** START OF SELECTED PASSAGE **
Wage gaps with other European countries are closing too slowly to suggest that emigration will decline soon, according to the report. Income inequality is also very high and the poorest households have seen little improvement in their living standards over the last years.

“To better share the fruits of economic growth, labour market inequalities and large regional disparities in employment and educational outcomes must be addressed,” said Stefano Scarpetta, OECD Director for Employment, Labour and Social Affairs, launching the report in Vilnius with Linas Kukuraitis, Lithuania’s Minister for Social Security and Labour. “Moreover, efforts should be made to enhance job quality, given the still widespread informal employment and low wages. The share of informal workers not covered by social security or labour laws is higher than in any other EU country except Latvia.”

“Becoming a member of the Organisation for Economic Co-operation and Development is one of the most important strategic goals of Lithuania,” said Linas Kukuraitis, Lithuania’s Minister for Social Security and Labour. “We are glad that part of the OECD‘s recommendations for Lithuania are already being implemented. For example, the reform of Lithuanian Labour Exchange, increasing the adequacy of cash social assistance by increasing the amount of state supported income and introducing the amount of minimum consumption needs calculation methodology.

Recent reforms of the Labour Code, the unemployment insurance system, employment policies, minimum-income benefits and public pensions have reduced incentives for informal employment and raised income security. However, resources devoted to labour market and social policies remain limited.
** END OF SELECTED PASSAGE **
** START OF DATA ROWS **
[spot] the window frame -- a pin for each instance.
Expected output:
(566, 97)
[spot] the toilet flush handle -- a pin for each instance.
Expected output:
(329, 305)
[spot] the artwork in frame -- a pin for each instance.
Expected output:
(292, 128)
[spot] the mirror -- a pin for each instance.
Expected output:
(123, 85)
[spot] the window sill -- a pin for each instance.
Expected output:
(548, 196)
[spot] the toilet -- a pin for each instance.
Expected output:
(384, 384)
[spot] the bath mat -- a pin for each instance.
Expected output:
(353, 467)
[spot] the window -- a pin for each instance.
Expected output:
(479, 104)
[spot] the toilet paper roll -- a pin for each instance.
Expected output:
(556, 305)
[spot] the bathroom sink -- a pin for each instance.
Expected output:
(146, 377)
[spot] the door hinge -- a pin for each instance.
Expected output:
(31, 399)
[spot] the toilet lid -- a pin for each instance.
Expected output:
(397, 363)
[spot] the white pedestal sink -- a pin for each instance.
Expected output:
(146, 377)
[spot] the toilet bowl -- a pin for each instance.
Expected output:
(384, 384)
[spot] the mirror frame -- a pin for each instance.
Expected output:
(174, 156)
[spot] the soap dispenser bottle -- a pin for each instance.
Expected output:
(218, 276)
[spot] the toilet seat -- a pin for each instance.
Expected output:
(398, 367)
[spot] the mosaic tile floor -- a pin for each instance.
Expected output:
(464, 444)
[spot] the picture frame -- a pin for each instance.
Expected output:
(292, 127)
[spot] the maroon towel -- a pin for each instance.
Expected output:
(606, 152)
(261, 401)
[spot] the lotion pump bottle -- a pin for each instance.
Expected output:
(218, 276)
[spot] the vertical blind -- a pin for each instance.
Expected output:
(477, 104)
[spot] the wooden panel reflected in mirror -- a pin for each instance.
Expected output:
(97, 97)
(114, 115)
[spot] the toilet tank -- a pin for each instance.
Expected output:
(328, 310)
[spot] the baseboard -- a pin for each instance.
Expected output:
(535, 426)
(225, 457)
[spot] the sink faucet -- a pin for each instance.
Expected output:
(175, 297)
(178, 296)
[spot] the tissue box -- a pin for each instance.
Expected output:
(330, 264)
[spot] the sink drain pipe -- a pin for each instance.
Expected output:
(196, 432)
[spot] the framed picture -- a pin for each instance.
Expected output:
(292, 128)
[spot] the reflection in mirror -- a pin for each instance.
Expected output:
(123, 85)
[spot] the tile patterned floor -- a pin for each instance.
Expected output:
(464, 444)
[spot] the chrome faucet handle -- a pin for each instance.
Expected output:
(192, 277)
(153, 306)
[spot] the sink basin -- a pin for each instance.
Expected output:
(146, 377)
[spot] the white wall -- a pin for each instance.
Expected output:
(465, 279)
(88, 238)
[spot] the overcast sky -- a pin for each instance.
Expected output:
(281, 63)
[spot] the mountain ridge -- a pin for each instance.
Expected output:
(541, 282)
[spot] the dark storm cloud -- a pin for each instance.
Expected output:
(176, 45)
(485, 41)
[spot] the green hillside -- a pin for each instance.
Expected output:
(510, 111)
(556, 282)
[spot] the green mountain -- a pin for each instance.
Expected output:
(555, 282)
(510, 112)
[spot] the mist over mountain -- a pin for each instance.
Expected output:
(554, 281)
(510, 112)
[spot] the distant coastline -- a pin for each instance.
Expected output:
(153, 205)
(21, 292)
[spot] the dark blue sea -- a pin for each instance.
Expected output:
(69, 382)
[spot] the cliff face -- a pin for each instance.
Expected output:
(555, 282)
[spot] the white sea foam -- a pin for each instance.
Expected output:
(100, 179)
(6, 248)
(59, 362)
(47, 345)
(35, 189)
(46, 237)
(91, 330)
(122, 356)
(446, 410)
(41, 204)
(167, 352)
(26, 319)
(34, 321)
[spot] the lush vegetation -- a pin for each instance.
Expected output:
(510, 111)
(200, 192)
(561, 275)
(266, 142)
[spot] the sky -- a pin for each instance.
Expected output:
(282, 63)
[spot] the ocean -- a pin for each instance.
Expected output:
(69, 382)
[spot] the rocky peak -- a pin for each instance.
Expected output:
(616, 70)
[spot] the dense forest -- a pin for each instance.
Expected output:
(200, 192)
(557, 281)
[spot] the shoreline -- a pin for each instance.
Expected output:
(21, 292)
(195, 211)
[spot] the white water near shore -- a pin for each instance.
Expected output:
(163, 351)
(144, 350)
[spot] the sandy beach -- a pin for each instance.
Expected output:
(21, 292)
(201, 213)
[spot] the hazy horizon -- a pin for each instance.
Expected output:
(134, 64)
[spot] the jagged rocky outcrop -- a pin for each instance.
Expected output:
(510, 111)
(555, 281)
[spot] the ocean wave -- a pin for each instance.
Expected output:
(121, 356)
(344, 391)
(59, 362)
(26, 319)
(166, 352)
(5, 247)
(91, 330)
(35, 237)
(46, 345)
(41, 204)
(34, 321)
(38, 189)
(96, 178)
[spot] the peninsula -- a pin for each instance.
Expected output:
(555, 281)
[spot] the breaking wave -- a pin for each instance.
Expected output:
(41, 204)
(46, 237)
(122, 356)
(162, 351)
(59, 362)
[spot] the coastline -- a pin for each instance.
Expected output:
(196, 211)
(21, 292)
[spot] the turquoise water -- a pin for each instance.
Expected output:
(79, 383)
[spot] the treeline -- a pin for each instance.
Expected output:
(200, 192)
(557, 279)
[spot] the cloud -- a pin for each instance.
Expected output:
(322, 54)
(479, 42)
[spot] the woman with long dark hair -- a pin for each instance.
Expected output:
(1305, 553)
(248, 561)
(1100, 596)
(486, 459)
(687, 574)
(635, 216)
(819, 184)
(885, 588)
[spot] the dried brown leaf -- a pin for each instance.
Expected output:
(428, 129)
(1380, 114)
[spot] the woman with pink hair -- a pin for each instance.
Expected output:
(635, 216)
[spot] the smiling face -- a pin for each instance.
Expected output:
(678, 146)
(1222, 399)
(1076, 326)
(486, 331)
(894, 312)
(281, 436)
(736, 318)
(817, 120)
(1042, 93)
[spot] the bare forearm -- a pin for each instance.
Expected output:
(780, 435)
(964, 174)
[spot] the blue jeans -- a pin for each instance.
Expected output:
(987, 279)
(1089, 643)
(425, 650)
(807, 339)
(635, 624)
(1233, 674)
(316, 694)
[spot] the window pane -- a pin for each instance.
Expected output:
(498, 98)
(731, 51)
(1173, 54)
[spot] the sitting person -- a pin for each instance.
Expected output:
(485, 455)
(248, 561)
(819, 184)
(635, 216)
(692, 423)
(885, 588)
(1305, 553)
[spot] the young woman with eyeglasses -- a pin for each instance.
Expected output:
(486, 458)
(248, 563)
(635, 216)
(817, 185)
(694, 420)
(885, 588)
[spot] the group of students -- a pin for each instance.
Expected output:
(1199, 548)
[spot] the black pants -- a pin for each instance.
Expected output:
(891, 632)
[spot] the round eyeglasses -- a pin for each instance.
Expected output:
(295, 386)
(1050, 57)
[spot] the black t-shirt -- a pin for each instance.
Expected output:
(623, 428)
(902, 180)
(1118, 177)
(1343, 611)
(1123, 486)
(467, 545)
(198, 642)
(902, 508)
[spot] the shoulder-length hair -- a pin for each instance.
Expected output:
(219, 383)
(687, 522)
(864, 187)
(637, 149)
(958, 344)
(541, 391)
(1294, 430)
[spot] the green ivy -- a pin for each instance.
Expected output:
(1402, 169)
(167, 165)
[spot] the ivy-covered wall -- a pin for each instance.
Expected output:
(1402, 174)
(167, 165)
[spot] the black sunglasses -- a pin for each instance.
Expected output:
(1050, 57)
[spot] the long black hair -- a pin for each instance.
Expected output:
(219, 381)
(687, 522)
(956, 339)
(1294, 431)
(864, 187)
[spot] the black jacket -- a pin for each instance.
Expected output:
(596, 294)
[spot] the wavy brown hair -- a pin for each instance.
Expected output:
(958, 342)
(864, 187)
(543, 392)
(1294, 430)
** END OF DATA ROWS **
In the passage on Lithuania's labor market, turn the paragraph beginning "Recent reforms of the Labour Code" into a short bulleted list that keeps its main facts.

- Reforms of the Labour Code, unemployment insurance, employment policies, minimum-income benefits and public pensions have reduced incentives for informal employment.
- The same reforms have raised income security.
- Resources for labor market and social policies are still limited.